Dataset entries

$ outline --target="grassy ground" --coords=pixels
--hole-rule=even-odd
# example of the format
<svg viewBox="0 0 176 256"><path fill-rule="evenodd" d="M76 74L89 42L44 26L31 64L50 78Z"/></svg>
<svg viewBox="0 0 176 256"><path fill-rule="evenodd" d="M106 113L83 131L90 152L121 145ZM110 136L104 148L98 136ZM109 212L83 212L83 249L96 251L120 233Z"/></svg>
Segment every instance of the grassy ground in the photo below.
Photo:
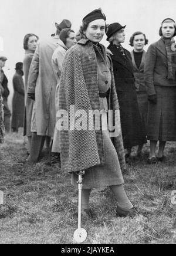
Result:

* [Exercise objective]:
Please give the listing above as a numbered list with one line per item, leaving out blank lines and the pictures.

* [Written reply]:
1. $ outline --target="grassy ground" --coords=pixels
2. --hole-rule=even-odd
3. # example of the format
4. <svg viewBox="0 0 176 256"><path fill-rule="evenodd" d="M76 74L89 42L44 26L31 64L50 78Z"/></svg>
5. <svg viewBox="0 0 176 256"><path fill-rule="evenodd" d="M106 113L83 131L90 152L121 145ZM110 136L104 148L98 136ZM109 212L83 212L83 249L96 251L120 233Z"/></svg>
6. Segment every instance of the grassy ground in the photo below.
7. Photo:
8. Result:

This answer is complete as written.